**Task objective**: Give back all of the data exactly, with every picture omitted.

--

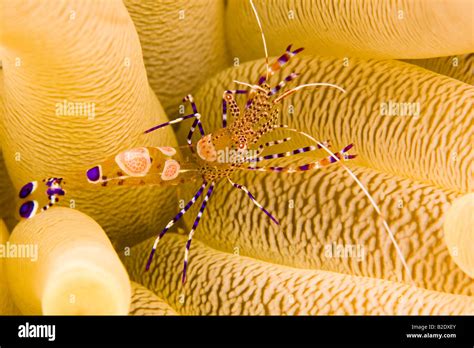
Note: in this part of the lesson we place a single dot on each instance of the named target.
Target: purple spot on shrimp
(27, 190)
(56, 191)
(28, 209)
(94, 174)
(348, 147)
(150, 258)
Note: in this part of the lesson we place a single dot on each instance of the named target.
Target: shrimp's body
(218, 155)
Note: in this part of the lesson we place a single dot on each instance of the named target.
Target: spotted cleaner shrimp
(202, 162)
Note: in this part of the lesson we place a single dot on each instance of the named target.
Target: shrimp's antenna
(297, 88)
(372, 201)
(263, 38)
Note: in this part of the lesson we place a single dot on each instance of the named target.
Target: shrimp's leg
(284, 154)
(228, 98)
(313, 165)
(277, 65)
(195, 224)
(173, 221)
(268, 144)
(282, 83)
(243, 188)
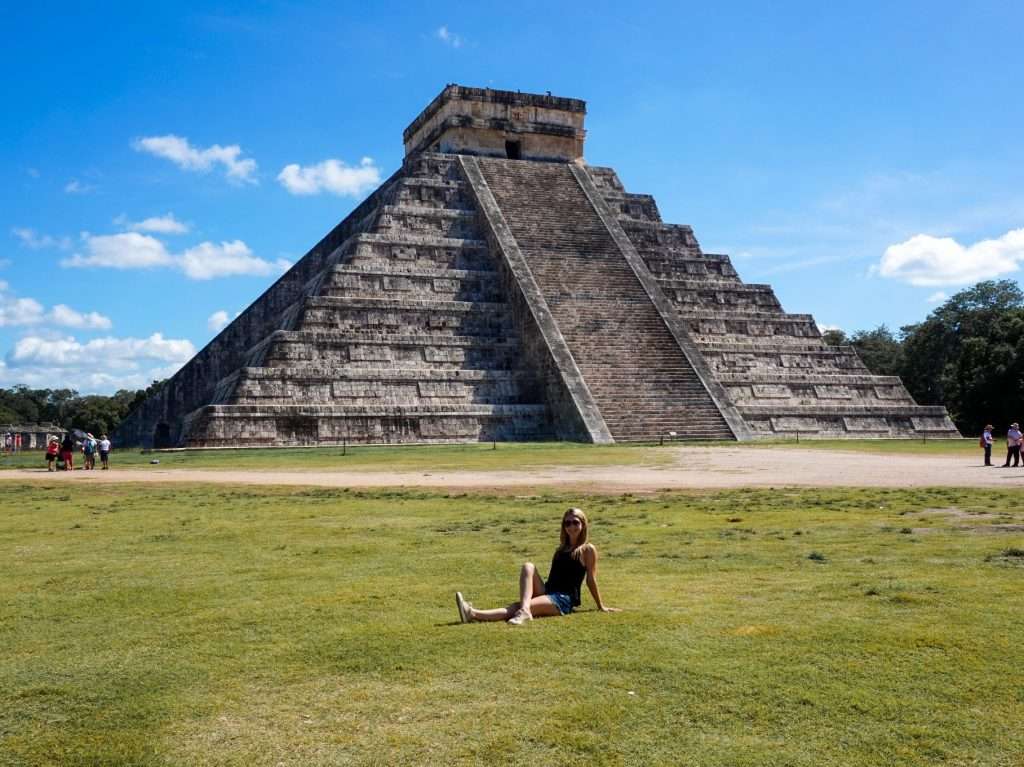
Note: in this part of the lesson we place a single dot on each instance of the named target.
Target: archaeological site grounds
(498, 333)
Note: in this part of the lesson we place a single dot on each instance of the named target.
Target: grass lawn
(202, 625)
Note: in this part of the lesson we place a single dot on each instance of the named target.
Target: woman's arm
(590, 561)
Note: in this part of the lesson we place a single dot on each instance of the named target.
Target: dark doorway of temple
(162, 436)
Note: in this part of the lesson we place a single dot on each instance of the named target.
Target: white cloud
(31, 239)
(126, 251)
(331, 175)
(166, 224)
(68, 317)
(130, 250)
(208, 260)
(28, 311)
(186, 157)
(928, 261)
(448, 37)
(217, 321)
(74, 186)
(108, 352)
(103, 365)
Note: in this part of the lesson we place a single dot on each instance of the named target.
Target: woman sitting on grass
(574, 559)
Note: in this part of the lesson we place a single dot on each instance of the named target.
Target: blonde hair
(582, 544)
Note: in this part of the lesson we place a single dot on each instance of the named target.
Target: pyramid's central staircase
(499, 288)
(639, 377)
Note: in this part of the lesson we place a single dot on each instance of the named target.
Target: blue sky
(160, 164)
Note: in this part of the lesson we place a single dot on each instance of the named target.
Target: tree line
(968, 354)
(66, 408)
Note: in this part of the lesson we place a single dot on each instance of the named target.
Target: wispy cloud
(166, 224)
(209, 260)
(74, 186)
(217, 321)
(331, 175)
(35, 241)
(101, 365)
(181, 153)
(132, 250)
(15, 311)
(927, 261)
(448, 37)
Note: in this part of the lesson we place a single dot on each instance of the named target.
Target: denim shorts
(562, 601)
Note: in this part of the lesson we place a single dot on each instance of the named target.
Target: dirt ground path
(693, 468)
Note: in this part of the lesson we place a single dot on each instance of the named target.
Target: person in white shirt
(104, 451)
(1014, 444)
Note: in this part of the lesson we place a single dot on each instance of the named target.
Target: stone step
(812, 379)
(232, 426)
(657, 233)
(436, 222)
(382, 386)
(876, 421)
(417, 252)
(432, 193)
(460, 317)
(457, 285)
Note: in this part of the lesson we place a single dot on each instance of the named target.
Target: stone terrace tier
(776, 369)
(639, 377)
(402, 334)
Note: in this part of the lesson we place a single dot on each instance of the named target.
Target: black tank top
(566, 576)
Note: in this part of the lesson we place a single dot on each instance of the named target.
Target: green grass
(202, 625)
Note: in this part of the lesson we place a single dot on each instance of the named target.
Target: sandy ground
(693, 468)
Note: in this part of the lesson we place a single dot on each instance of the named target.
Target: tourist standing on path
(89, 452)
(574, 559)
(68, 452)
(52, 448)
(1014, 444)
(104, 451)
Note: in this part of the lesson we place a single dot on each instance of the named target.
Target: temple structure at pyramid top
(497, 287)
(499, 123)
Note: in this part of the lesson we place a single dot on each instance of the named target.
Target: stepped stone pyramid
(497, 287)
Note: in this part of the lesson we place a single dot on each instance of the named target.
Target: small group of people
(1014, 441)
(60, 452)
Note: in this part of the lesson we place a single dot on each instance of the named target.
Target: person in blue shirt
(1014, 444)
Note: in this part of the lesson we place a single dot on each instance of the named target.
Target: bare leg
(499, 613)
(530, 594)
(530, 585)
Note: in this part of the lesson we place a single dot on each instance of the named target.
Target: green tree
(969, 355)
(835, 337)
(880, 350)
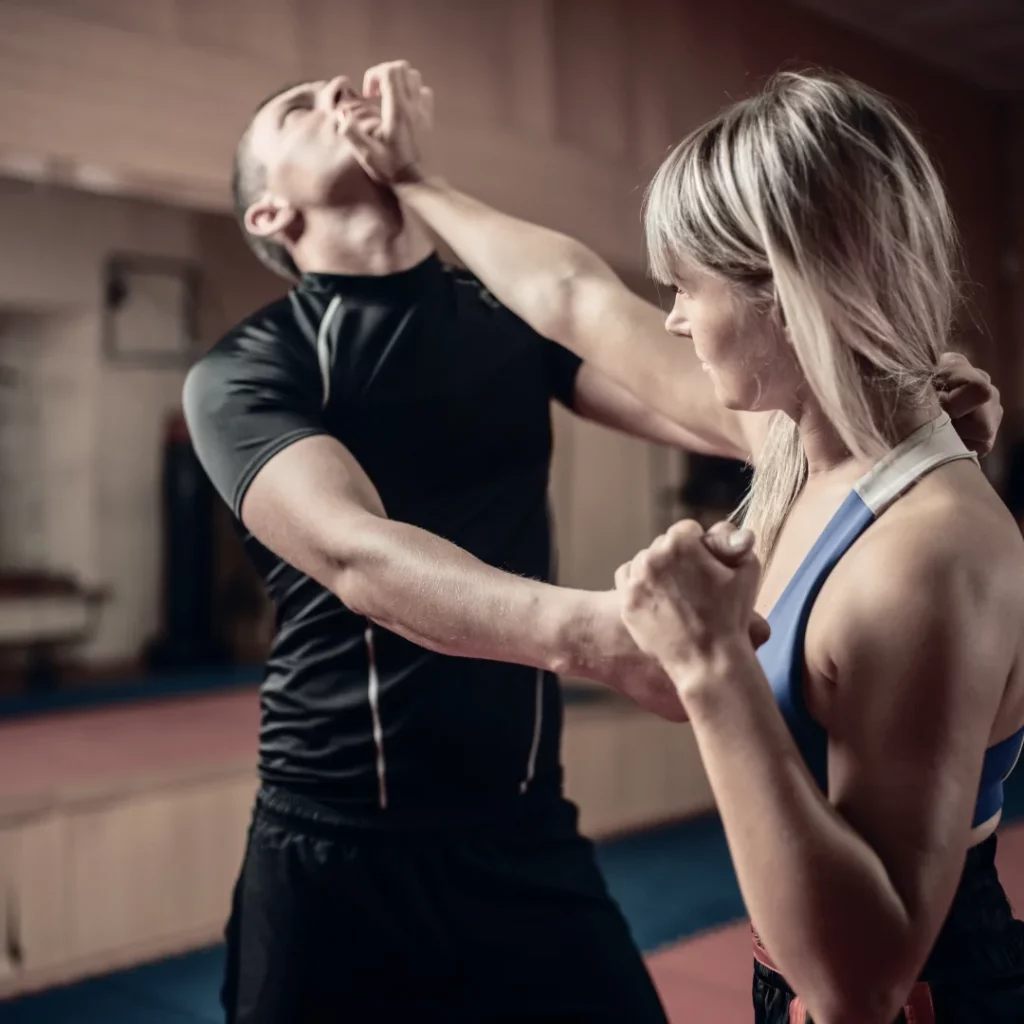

--

**Your solution**:
Note: in this part of the lesson we place a single dot on each instance of the named target.
Target: purple spot on shrimp
(27, 190)
(56, 191)
(28, 209)
(94, 174)
(348, 147)
(150, 258)
Note: in this part of the lesson we place a single dot on each instance of the named target.
Target: shrimp's body
(218, 155)
Note: in this part of the lesson we place a single dot on each instance of the named target.
Target: spotted cleaner shrimp
(202, 162)
Note: in this part of the lesson we place a single dot on each instance of the named target.
Target: shrimp's antenna
(297, 88)
(372, 201)
(263, 38)
Note: in this part of the lesson we place a single dot on each instance of the named target.
Target: shrimp's leg
(284, 154)
(228, 98)
(313, 165)
(277, 65)
(195, 224)
(173, 221)
(268, 144)
(282, 83)
(243, 188)
Note: in this part of the lesson we place a single dot on each instance of the named target.
Target: archaeological site grounds
(498, 333)
Note: in this part of the lesson we place a single dot on each instance of the named target.
Target: grass lawn
(202, 625)
Note: in this part of the lesson we place a single dot on each instance of the named target.
Target: woman's arm
(590, 561)
Note: in this part of the lesson we place a single dot on each instance of the named target.
Target: dark doorway of temple
(162, 436)
Note: in this part of the lesson we place a single dot on each instance of the named target.
Target: white cloud
(31, 239)
(126, 251)
(331, 175)
(166, 224)
(68, 317)
(130, 250)
(208, 260)
(28, 311)
(186, 157)
(928, 261)
(448, 37)
(217, 321)
(74, 186)
(108, 352)
(103, 365)
Note: in this part of the lesson we place a single dot on each instance of the named target.
Target: woman sitting on grass
(574, 559)
Note: in this part of the lesson we place a single dot on each instance of the named target.
Target: blonde hair
(582, 544)
Note: in this part of the lesson we place a single dot on each instance of the named target.
Target: pyramid's central staircase
(499, 288)
(639, 377)
Note: in this part of the lesson we place a single dot on each instance of the named target.
Target: blue sky
(160, 164)
Note: in this part of the lesson we place a single dot on each instance of the named target.
Target: tree line
(968, 354)
(66, 408)
Note: in this part of the lesson we place a single dot on each instance of the named target.
Target: wispy cloud
(166, 224)
(209, 260)
(74, 186)
(217, 321)
(331, 175)
(35, 241)
(101, 365)
(181, 153)
(132, 250)
(15, 311)
(927, 261)
(448, 37)
Note: in this part of the lesson we place a single dot on each instance of the named target.
Target: denim shorts
(562, 601)
Note: in this part of the lesson we place a single dot on each instance of the named target.
Target: dirt ground path
(693, 468)
Note: in this part of the lesson we place a single dot on each instance of the named target.
Target: person in white shirt
(104, 451)
(1014, 444)
Note: in this part of the lesson we place a single dot on each instance of the named target.
Target: stone step
(812, 379)
(232, 426)
(657, 233)
(436, 222)
(382, 386)
(876, 421)
(417, 252)
(432, 193)
(460, 317)
(457, 285)
Note: in this part of the lesson we place a single dot on each instance of the named target.
Target: stone terrace tier
(776, 369)
(639, 377)
(402, 334)
Note: in this part of the lesson we place a single dot on each instance of the named target.
Target: black tank top
(566, 576)
Note: in this part of the lesson we place a single dot on each instance of the named target.
Target: green grass
(202, 625)
Note: in this part of the lesson we place a single dot on each instance of the named target.
Target: sandy ground
(693, 468)
Note: in this part of the lesson we place a single dot on each instance of the named target.
Target: tourist standing on path
(89, 452)
(574, 559)
(68, 452)
(52, 448)
(1014, 444)
(104, 451)
Note: in this part of the lesson we place a single dot on each instance of the named target.
Target: temple structure at pyramid top
(497, 287)
(499, 123)
Note: in this part of the lesson we place a single dot on each instance of the named target.
Target: stepped stone pyramid
(497, 287)
Note: in this part of the lesson we place a single dot on each instance of the named target.
Target: small group of people
(1014, 441)
(60, 452)
Note: in this part of the lesson we place a single dot on each instance of the named target.
Target: person in blue shirt
(1014, 444)
Note: in this part of the lesson we place a single dot on each instance of the named target.
Target: bare leg
(499, 613)
(530, 594)
(530, 585)
Note: in this part of the lesson we place a single dot on each instance of the named target.
Target: green tree
(969, 355)
(835, 337)
(880, 350)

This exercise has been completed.